■ DATASET RECORDS ■
* * * *

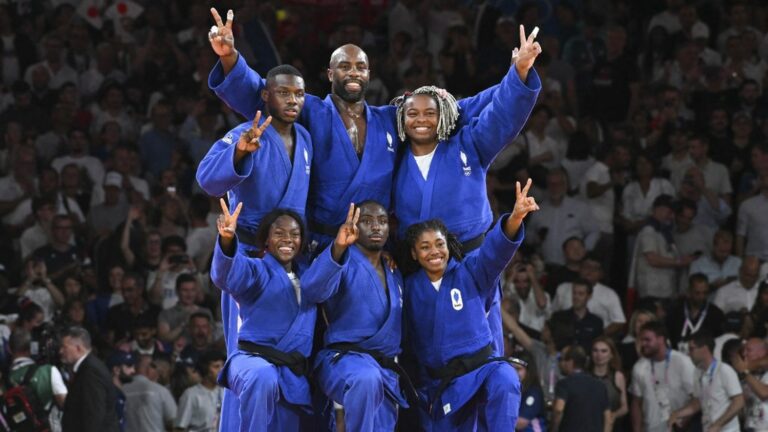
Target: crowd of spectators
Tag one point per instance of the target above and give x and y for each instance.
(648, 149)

* * * *

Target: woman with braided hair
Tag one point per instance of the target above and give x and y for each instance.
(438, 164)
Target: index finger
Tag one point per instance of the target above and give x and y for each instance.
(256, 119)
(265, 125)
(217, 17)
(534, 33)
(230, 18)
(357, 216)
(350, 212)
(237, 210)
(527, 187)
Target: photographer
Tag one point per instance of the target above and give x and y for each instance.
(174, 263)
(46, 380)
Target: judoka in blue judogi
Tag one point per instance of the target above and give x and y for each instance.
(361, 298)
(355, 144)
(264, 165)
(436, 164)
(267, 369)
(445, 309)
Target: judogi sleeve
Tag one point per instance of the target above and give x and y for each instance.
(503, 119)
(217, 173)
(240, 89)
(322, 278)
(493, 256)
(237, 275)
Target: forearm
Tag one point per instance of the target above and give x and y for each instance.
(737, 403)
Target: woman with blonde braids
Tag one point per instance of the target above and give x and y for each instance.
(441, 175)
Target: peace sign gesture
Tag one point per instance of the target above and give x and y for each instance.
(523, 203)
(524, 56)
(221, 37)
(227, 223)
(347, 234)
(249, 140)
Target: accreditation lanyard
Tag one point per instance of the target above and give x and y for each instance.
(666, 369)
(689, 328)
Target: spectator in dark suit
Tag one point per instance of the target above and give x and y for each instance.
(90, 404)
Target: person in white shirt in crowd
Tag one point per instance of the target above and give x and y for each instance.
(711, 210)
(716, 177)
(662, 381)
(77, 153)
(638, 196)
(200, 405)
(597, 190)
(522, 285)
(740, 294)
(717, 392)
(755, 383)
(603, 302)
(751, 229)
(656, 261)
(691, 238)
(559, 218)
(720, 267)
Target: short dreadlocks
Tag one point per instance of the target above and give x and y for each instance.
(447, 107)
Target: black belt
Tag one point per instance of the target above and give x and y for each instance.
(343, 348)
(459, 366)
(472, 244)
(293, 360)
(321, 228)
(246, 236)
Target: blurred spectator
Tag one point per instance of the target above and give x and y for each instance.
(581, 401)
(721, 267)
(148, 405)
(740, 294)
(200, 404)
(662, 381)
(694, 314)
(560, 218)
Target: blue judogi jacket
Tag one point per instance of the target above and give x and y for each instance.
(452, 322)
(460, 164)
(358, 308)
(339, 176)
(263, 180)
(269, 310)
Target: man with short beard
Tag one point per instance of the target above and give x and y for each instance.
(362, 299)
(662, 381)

* * * *

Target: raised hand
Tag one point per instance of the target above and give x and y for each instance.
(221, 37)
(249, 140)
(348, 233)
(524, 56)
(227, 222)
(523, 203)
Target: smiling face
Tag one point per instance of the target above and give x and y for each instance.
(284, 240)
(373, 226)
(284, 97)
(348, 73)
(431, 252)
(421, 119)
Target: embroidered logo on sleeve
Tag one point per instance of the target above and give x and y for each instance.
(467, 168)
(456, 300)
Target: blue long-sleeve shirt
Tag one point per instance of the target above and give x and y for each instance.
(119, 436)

* * * *

List every line of the records above that contains the word "blue", copying each in full. Case counts.

■ COMPLETE RESPONSE ■
Target: judoka in blue judogi
Target: blue judogi jacket
Target: blue long-sleeve shirt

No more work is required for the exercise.